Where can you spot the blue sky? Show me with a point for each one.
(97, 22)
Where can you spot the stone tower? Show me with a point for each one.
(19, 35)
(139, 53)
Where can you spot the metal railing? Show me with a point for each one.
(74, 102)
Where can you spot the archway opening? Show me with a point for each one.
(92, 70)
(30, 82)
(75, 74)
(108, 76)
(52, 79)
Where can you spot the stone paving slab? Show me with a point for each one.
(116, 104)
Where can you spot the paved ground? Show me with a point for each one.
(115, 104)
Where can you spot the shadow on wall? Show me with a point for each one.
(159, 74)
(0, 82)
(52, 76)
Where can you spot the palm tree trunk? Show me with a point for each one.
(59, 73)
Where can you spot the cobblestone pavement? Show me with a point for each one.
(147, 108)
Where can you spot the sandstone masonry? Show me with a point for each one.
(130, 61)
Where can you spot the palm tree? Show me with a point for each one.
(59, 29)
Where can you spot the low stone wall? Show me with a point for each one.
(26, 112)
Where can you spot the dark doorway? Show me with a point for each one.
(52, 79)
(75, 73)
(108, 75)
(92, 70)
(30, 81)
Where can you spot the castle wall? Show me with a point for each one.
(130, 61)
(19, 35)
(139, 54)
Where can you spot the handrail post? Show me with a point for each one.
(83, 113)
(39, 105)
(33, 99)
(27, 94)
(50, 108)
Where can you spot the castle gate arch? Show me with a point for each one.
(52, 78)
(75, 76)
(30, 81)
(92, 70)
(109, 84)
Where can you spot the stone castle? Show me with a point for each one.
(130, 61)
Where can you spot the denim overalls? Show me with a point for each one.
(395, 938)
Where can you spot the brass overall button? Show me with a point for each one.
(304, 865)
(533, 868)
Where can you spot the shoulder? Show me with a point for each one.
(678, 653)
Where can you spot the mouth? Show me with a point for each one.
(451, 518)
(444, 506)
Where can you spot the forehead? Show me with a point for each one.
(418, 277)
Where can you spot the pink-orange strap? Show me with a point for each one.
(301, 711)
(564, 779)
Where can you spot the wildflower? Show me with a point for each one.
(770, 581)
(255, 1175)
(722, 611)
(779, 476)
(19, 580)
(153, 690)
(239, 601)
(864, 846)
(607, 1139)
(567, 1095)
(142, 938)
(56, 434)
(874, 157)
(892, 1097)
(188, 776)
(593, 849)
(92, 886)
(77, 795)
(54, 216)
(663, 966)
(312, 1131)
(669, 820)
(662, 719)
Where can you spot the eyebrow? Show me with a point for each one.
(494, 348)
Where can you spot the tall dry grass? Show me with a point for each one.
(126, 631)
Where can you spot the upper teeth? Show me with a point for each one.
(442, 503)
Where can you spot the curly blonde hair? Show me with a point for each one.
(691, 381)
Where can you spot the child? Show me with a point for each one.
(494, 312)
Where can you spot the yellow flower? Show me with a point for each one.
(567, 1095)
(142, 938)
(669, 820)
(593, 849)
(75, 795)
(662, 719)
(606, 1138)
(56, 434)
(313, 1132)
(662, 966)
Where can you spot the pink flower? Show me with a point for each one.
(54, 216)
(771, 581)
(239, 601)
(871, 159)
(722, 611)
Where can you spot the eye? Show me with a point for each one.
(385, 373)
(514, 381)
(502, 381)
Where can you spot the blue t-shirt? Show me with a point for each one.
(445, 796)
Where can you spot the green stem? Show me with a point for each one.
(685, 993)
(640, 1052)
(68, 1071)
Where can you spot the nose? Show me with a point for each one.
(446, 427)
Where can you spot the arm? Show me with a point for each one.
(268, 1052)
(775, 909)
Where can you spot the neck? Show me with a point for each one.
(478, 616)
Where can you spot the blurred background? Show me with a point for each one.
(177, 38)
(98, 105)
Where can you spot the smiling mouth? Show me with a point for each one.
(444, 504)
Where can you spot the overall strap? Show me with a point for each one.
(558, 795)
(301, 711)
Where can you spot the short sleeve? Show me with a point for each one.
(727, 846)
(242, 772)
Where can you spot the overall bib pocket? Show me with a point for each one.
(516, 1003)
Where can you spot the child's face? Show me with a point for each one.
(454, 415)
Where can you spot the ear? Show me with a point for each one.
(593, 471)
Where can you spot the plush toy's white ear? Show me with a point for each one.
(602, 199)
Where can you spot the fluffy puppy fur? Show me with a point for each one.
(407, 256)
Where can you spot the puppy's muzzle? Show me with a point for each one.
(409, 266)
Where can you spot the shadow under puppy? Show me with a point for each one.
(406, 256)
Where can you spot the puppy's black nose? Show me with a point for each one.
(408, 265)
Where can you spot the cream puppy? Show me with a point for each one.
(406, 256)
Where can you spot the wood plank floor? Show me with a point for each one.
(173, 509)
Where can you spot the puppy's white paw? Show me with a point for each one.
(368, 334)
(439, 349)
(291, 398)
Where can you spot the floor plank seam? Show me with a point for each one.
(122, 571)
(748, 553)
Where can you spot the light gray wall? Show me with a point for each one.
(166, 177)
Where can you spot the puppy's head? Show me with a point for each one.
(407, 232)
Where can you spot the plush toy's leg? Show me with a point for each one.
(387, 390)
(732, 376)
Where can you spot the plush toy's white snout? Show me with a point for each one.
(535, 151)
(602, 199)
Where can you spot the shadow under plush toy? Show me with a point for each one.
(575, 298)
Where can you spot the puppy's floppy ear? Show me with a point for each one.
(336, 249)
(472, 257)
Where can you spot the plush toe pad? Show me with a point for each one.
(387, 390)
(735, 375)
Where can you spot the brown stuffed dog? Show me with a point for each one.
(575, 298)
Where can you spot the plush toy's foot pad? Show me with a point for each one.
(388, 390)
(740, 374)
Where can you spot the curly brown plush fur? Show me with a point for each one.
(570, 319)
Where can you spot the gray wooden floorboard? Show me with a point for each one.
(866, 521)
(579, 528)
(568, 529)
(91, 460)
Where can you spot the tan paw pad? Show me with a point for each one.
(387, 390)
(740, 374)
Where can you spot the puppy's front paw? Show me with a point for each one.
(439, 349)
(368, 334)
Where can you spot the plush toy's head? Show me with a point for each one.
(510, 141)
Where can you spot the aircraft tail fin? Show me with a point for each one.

- AIM OF THE EXERCISE
Could you output every entry from the listing above without altering a word?

- EXERCISE RESULT
Where can you spot the blue sky? Show me with a point for each one.
(97, 22)
Where can you spot the stone tower? Show me with a point for each one.
(19, 35)
(139, 53)
Where can you spot the metal railing? Show me with a point for each one.
(74, 102)
Where can you spot the archway opening? Show me with a point for each one.
(92, 70)
(30, 82)
(75, 74)
(108, 76)
(52, 79)
Where can you spot the stone paving slab? Show me with a point for each one.
(116, 104)
Where can you spot the paved ground? Show me with a point for each one.
(115, 104)
Where can you spot the shadow on wall? Show me with a point for each one.
(159, 74)
(0, 82)
(52, 76)
Where can you spot the palm tree trunk? Show me with a point for each one.
(59, 73)
Where can you spot the cobblestone pavement? Show me with a point for each one.
(147, 108)
Where can you spot the sandstone masonry? Show me with a point for each one.
(130, 61)
Where can you spot the palm tree? Show me with a point for each one.
(59, 29)
Where can you spot the low stone wall? Show me with a point for each one.
(26, 112)
Where can you spot the dark doorway? Show me with a point for each one.
(52, 79)
(75, 73)
(108, 75)
(92, 70)
(30, 81)
Where can you spot the castle wall? Show me with a point for each one.
(130, 61)
(19, 35)
(139, 54)
Where can you spot the handrail post? Show me with a point for each one.
(83, 113)
(39, 105)
(33, 99)
(27, 94)
(50, 108)
Where can you spot the castle gate arch? Show me with a point for each one.
(52, 78)
(75, 76)
(30, 81)
(92, 70)
(109, 84)
Where can you spot the stone castle? Show me with a point for each one.
(130, 61)
Where can you spot the denim overalls? Show me with a point for each one.
(395, 938)
Where can you spot the brass overall button? Show me with a point for each one.
(304, 865)
(533, 868)
Where can you spot the shoulder? Show me with a point for each one.
(678, 653)
Where can you spot the mouth? Show me with a point for each one.
(451, 518)
(444, 506)
Where can you spot the forehead? Show me with a point for each one.
(418, 277)
Where can you spot the pink-orange strap? Show me with a point for each one.
(301, 711)
(564, 779)
Where can you spot the wildflower? Show me with a point for each one.
(770, 581)
(255, 1175)
(722, 611)
(779, 476)
(19, 580)
(153, 690)
(239, 601)
(864, 846)
(607, 1139)
(567, 1095)
(142, 938)
(56, 434)
(874, 157)
(892, 1097)
(188, 776)
(593, 849)
(92, 886)
(77, 795)
(54, 216)
(663, 966)
(312, 1131)
(669, 820)
(662, 719)
Where can you spot the eyebrow? Show me with a point for each one.
(494, 348)
Where can you spot the tall dry grass? Show me with a point for each one.
(126, 631)
Where can you spot the upper teeth? Show me with a point for each one.
(442, 503)
Where can you spot the curly blonde hair? Show me with a point for each one.
(691, 381)
Where can you spot the child? Show me with a point for each one.
(494, 312)
Where can you spot the yellow flower? Show me with a point for each one.
(567, 1095)
(142, 938)
(669, 820)
(593, 849)
(75, 795)
(662, 719)
(606, 1138)
(56, 434)
(313, 1132)
(662, 966)
Where can you spot the pink flower? Show me with a point for each one.
(54, 216)
(771, 581)
(239, 601)
(871, 159)
(722, 611)
Where can you spot the eye? Show me with a point for each one.
(385, 373)
(514, 381)
(502, 381)
Where can you spot the blue t-shirt? Show me with a point for each one.
(445, 796)
Where can you spot the green stem? Show me with a point for each one.
(685, 993)
(640, 1052)
(68, 1071)
Where can you spot the nose? Show me with a point for each one.
(446, 427)
Where can you spot the arm? Show me with a point for each one.
(268, 1052)
(775, 909)
Where can you spot the neck? Show me with a point for each one.
(478, 616)
Where can you spot the blurred background? Show me with a point for each one.
(177, 38)
(98, 105)
Where can you spot the smiling mouth? Show me with a point for each one.
(444, 504)
Where can you spot the overall strap? Show me with a point for each one.
(558, 795)
(301, 711)
Where can you spot the short sleeve? Show me with a point for each one.
(727, 846)
(242, 772)
Where can you spot the overall bib pocket? Show me with a point for each one.
(516, 1003)
Where can you spot the child's face? Show me with a point for each one.
(454, 415)
Where can you spot the ear? Show me with a point for each one.
(593, 471)
Where can you spot the plush toy's white ear? Show me with a point for each one.
(602, 199)
Where can you spot the fluffy puppy fur? Show me with a point for each one.
(407, 256)
Where can you spot the puppy's muzzle? Show me with a point for each one.
(409, 266)
Where can you spot the shadow under puppy? Show me with a point for each one.
(406, 256)
Where can you spot the puppy's black nose? Show me with a point for each one.
(408, 265)
Where can you spot the cream puppy? Show me with a point for each one.
(406, 256)
Where can you spot the wood plank floor? Show me with a point for each one.
(173, 509)
Where can you spot the puppy's white paw? Show me with a point for each one.
(368, 334)
(439, 349)
(291, 398)
Where can you spot the floor plank seam? Show me with a point for each one.
(122, 571)
(748, 553)
Where can you spot the light gray wall? Show me with a point for each one.
(166, 177)
Where can you spot the puppy's head? Show me with a point for each one.
(407, 232)
Where can you spot the plush toy's leg? Show me with a point for each one.
(387, 390)
(732, 376)
Where can you spot the plush toy's white snout? Show me with a point for each one.
(535, 151)
(602, 199)
Where can you spot the shadow under plush toy? Show me with a point for each one.
(575, 298)
Where can you spot the puppy's floppy ear? Show me with a point for each one.
(336, 249)
(472, 257)
Where can you spot the plush toe pad? Show me with a point for each one.
(387, 390)
(735, 375)
Where can you spot the brown stuffed dog? Show me with a point for each one.
(575, 298)
Where can you spot the plush toy's foot pad? Show me with a point for each one.
(388, 390)
(740, 374)
Where can you spot the curly brown plush fur? Show me with a point for each one.
(570, 319)
Where can you spot the gray wooden floorboard? Show me with a point for each one.
(866, 521)
(579, 528)
(568, 529)
(91, 460)
Where can you spot the tan paw pad? Show me with a point for each one.
(387, 390)
(740, 374)
Where can you spot the puppy's front paw? Show me with a point for each one.
(439, 349)
(368, 334)
Where can you spot the plush toy's head? Show me with a point for each one.
(510, 141)
Where can you spot the aircraft tail fin? Show me with a point for each one.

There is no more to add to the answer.